Dataset entries:
╭──

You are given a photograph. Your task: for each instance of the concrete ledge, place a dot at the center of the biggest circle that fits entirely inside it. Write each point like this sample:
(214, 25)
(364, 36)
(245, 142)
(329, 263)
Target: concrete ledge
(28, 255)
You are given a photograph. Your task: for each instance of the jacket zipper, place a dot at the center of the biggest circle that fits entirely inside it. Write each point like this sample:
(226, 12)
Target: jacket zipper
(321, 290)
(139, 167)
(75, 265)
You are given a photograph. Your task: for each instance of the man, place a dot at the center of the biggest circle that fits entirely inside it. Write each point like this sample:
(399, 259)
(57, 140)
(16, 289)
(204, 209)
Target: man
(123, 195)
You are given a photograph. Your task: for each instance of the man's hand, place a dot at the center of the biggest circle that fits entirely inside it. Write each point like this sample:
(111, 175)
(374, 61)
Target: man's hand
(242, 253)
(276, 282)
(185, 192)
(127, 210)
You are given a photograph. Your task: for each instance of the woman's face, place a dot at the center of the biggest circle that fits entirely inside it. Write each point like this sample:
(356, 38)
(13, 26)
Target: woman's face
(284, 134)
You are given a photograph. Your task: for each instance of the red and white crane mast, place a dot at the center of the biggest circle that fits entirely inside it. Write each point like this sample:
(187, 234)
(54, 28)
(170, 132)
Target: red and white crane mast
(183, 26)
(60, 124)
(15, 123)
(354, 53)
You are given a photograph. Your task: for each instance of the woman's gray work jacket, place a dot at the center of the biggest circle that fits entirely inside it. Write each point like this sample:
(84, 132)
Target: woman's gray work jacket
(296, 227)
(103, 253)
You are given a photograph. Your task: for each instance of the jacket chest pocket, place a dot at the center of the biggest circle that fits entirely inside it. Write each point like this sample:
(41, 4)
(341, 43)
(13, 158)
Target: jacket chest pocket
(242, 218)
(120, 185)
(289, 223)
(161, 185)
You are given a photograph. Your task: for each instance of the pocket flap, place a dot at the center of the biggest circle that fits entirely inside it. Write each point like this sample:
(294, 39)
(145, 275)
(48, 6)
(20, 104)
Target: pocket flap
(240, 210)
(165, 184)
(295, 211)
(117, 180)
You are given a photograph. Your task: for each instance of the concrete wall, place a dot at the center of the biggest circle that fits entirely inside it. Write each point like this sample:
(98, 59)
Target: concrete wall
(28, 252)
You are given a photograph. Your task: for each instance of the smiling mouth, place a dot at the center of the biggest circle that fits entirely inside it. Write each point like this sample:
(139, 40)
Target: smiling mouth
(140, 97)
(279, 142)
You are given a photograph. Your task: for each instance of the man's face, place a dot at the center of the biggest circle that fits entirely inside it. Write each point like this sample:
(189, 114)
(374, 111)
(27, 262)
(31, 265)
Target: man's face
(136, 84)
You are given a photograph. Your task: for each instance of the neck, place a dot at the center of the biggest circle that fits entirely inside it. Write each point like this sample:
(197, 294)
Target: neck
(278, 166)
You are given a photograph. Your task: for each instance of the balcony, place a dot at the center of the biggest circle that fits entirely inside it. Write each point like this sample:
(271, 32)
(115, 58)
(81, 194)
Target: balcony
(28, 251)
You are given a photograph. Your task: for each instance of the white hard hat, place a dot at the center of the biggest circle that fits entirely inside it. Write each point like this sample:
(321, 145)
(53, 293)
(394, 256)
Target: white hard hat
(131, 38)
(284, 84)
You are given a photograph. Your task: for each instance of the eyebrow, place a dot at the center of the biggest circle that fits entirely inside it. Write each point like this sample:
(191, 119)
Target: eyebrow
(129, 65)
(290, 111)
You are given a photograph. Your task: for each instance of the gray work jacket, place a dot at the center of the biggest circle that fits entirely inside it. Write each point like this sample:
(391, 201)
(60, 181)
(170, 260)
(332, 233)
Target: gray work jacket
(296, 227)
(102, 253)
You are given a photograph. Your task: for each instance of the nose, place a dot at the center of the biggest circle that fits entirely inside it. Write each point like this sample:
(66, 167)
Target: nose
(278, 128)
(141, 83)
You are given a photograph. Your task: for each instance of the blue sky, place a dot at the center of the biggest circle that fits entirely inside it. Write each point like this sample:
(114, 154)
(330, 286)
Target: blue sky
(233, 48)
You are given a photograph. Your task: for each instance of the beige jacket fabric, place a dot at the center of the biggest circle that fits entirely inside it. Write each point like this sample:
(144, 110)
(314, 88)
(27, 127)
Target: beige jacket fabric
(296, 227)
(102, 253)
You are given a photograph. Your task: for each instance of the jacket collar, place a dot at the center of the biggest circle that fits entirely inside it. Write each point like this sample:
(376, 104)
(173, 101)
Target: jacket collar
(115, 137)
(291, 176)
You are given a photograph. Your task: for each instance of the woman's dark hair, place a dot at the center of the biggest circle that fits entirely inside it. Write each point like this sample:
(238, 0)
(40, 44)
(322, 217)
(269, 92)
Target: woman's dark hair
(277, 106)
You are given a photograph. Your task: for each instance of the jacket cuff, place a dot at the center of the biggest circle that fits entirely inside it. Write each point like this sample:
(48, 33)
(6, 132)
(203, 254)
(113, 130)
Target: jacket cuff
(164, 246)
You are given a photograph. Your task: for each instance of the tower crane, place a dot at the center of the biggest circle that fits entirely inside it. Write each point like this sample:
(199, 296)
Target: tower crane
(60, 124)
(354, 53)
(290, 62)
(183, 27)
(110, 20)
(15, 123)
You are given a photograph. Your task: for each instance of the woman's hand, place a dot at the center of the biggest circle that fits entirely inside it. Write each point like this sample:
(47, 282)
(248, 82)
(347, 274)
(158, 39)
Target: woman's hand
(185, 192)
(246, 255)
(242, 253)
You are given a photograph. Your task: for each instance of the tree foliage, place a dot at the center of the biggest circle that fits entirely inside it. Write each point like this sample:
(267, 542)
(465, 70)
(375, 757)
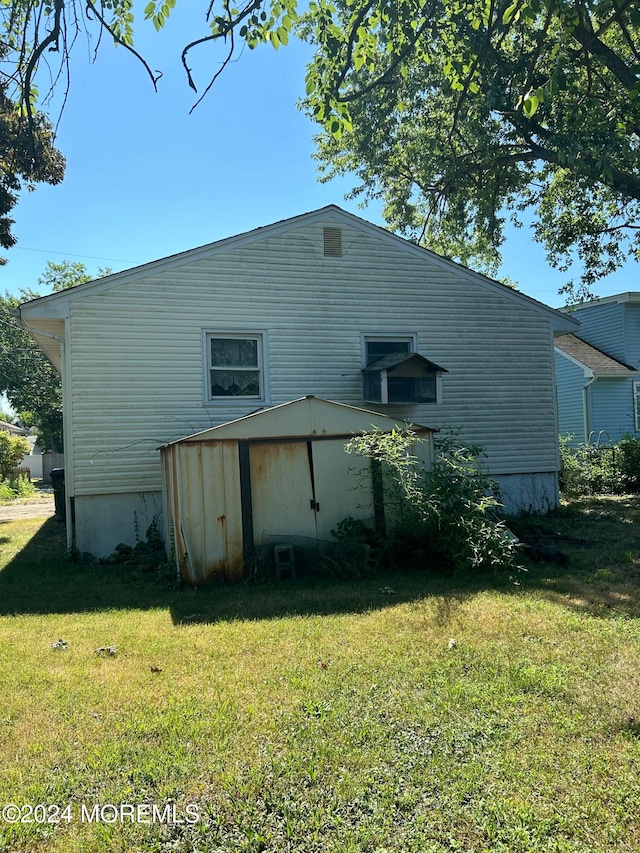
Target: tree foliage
(27, 155)
(458, 113)
(27, 377)
(12, 449)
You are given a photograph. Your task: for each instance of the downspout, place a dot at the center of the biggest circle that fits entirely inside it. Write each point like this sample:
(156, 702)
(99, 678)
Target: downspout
(17, 314)
(585, 406)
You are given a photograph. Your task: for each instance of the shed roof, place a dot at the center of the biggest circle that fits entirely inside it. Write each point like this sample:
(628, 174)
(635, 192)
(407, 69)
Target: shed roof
(591, 358)
(309, 417)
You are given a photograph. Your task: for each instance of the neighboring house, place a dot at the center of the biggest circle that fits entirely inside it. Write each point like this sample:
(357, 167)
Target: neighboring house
(323, 304)
(597, 372)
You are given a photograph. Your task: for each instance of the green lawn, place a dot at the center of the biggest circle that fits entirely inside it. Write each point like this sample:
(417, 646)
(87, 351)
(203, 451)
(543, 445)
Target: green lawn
(452, 715)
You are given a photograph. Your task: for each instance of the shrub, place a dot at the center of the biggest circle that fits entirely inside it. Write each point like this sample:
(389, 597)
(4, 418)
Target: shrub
(627, 458)
(17, 485)
(589, 470)
(446, 515)
(12, 449)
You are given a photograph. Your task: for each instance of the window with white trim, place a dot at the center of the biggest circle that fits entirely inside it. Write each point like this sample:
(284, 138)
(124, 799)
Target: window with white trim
(377, 347)
(235, 366)
(395, 374)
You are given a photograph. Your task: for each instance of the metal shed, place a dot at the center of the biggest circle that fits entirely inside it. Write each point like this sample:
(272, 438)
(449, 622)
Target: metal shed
(282, 471)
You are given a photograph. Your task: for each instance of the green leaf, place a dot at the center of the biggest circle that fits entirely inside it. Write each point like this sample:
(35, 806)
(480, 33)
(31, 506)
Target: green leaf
(510, 12)
(530, 105)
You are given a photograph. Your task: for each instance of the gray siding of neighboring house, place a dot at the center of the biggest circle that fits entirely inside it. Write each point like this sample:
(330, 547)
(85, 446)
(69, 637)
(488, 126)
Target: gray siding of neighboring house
(603, 326)
(570, 380)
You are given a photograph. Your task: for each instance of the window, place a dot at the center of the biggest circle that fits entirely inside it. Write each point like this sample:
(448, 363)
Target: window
(376, 348)
(395, 373)
(235, 367)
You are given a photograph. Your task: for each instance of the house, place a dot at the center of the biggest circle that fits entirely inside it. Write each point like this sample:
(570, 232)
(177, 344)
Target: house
(278, 476)
(301, 307)
(598, 371)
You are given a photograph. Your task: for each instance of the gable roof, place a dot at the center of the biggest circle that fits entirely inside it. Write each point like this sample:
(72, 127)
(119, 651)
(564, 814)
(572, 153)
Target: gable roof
(57, 304)
(591, 358)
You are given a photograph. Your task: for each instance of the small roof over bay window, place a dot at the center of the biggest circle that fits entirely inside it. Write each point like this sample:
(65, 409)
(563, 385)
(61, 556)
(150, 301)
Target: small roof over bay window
(402, 378)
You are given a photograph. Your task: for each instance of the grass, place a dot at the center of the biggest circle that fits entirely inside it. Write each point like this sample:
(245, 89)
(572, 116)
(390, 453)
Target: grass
(454, 714)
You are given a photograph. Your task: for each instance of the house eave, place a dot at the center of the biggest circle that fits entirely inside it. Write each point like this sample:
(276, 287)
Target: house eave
(57, 304)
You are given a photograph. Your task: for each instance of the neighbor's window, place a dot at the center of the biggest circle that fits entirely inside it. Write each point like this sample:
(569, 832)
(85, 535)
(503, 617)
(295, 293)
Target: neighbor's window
(235, 367)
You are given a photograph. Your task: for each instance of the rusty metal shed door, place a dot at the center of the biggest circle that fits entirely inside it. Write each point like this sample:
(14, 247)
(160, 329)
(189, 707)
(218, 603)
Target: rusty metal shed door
(282, 489)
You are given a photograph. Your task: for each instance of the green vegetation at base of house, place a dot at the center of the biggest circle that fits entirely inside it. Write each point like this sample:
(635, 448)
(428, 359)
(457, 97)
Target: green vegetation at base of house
(591, 470)
(408, 712)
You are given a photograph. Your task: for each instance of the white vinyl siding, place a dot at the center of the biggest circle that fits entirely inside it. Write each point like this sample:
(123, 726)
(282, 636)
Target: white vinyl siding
(137, 367)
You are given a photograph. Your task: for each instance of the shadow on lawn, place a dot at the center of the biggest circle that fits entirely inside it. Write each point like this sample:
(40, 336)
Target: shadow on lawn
(40, 579)
(600, 537)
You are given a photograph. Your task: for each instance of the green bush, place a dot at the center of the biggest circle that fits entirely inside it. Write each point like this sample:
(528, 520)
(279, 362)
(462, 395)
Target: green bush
(627, 458)
(589, 470)
(17, 485)
(12, 449)
(446, 516)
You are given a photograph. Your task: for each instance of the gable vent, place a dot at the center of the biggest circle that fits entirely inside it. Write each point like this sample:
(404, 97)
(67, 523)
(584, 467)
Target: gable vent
(332, 242)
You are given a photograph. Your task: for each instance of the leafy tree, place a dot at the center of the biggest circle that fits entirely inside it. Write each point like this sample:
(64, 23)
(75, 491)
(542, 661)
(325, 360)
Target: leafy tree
(458, 113)
(29, 380)
(12, 449)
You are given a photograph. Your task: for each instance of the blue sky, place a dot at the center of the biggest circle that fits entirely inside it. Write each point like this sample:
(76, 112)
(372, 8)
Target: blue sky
(145, 179)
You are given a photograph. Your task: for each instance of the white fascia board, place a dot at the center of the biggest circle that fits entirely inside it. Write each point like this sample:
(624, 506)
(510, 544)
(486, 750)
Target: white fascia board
(56, 304)
(588, 372)
(628, 296)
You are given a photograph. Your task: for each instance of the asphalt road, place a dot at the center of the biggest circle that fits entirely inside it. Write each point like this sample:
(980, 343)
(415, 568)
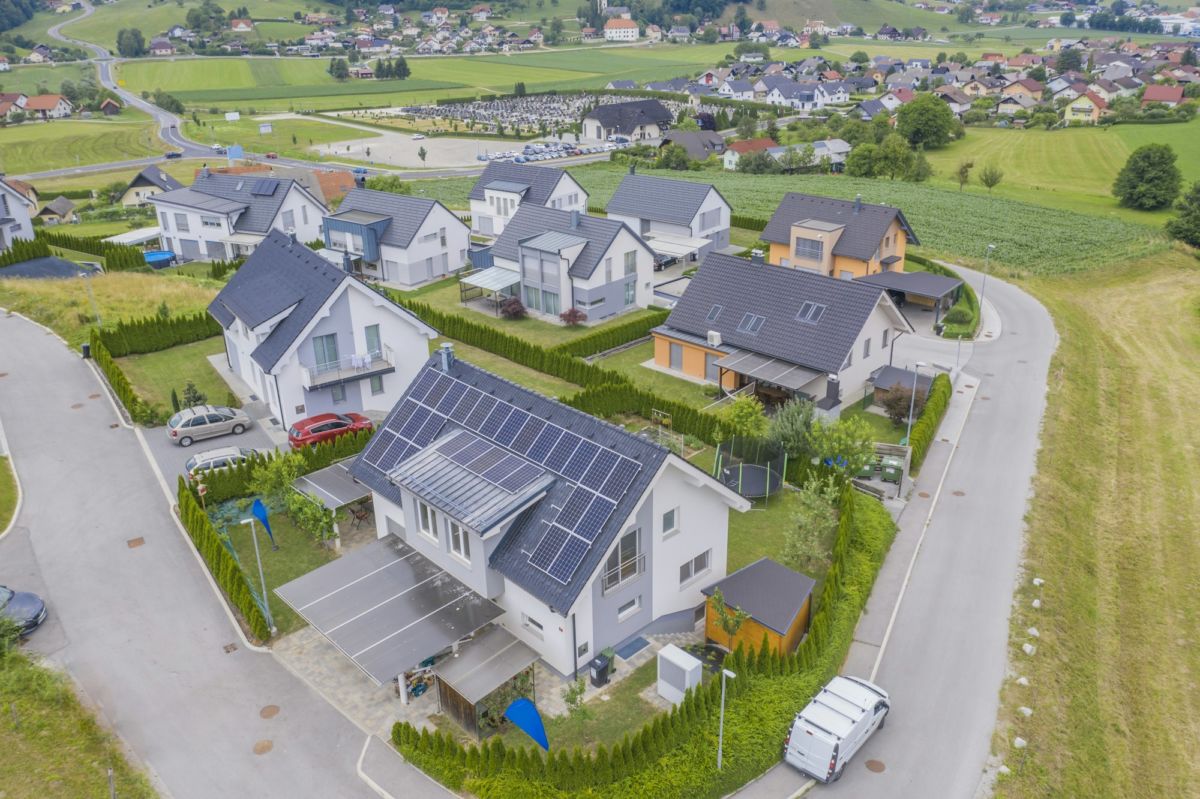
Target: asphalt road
(137, 624)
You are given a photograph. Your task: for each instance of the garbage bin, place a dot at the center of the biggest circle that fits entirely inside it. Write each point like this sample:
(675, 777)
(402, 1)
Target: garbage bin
(600, 666)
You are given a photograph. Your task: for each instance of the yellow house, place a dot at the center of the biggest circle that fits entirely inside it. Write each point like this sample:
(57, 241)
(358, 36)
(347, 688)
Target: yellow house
(837, 238)
(778, 600)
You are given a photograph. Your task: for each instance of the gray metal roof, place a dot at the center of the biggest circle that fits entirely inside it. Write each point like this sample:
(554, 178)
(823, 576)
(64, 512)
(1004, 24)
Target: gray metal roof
(407, 212)
(511, 556)
(865, 223)
(742, 287)
(769, 592)
(531, 221)
(664, 199)
(538, 182)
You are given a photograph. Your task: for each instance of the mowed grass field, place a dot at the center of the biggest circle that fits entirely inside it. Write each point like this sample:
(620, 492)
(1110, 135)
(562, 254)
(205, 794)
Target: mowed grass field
(37, 146)
(1113, 533)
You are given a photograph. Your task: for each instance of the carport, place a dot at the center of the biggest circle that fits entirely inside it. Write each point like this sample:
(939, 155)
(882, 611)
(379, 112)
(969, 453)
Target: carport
(388, 607)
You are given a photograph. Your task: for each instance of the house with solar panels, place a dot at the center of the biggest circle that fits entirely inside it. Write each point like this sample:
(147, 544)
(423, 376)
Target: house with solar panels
(504, 186)
(309, 337)
(221, 217)
(510, 523)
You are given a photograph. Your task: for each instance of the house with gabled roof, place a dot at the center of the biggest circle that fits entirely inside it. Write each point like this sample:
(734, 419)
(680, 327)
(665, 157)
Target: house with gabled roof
(837, 238)
(309, 337)
(221, 217)
(516, 524)
(676, 217)
(779, 334)
(505, 186)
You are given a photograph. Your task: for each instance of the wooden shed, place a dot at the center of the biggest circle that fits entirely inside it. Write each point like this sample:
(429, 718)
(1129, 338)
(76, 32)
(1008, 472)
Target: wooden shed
(778, 600)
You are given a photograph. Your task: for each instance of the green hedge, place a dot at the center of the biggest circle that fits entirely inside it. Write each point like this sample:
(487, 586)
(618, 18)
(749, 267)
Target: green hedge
(154, 334)
(675, 755)
(141, 412)
(221, 564)
(23, 250)
(925, 427)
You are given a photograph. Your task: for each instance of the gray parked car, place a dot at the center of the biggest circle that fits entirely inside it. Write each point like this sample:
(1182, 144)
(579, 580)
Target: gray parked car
(205, 421)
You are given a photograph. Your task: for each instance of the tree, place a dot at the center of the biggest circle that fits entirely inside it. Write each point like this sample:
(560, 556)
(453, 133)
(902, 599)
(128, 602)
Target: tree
(925, 120)
(1150, 180)
(729, 619)
(1186, 227)
(990, 176)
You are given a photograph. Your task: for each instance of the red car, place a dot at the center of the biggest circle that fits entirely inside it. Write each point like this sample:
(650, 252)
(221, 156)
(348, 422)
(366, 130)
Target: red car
(325, 427)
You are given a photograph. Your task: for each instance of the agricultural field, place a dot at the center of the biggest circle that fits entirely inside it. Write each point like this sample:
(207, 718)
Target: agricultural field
(37, 146)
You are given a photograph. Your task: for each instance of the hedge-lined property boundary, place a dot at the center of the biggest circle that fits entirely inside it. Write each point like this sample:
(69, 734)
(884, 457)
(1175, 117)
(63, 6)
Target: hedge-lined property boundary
(675, 755)
(930, 418)
(221, 564)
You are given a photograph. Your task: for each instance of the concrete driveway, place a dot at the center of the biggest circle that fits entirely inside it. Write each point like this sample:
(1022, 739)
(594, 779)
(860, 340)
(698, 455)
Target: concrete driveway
(132, 616)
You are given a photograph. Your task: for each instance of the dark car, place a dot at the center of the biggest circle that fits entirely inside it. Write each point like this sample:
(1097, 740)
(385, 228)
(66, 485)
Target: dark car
(27, 610)
(325, 427)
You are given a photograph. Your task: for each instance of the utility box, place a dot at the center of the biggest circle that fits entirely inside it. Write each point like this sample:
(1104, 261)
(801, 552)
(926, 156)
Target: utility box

╰──

> Work item
Give the number of lines in the entries that contain "utility", and add nothing.

> Your response
2